=== Dataset entries ===
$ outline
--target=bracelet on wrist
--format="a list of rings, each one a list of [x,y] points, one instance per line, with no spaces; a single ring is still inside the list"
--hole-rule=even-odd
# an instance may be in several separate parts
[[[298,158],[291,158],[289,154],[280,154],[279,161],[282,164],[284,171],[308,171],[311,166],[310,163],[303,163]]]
==
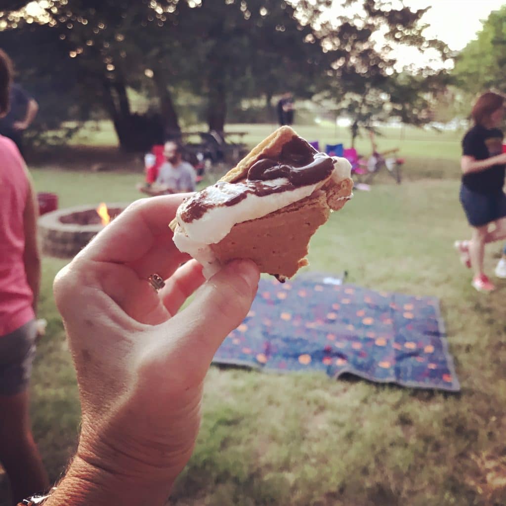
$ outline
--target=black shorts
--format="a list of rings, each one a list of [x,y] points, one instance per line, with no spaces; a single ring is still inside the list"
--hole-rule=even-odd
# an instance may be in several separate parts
* * *
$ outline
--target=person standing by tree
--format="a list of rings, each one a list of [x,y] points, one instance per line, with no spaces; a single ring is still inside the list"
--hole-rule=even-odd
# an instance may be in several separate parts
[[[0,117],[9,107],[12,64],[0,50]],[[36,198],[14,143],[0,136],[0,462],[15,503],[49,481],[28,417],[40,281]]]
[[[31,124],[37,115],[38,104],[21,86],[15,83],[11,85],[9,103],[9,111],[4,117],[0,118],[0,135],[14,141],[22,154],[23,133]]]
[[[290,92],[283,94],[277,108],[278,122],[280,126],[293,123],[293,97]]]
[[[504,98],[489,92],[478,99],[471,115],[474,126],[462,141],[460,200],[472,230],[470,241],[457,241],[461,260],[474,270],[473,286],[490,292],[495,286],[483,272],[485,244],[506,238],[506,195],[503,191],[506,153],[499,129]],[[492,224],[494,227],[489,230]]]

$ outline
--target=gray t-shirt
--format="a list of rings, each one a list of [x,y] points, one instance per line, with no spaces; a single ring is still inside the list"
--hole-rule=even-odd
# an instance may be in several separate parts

=== Aim ===
Gather every line from the rows above that contains the word "target", copying each one in full.

=== The answer ===
--target=bracelet on wrist
--target=black shorts
--target=person standing by tree
--target=gray t-shirt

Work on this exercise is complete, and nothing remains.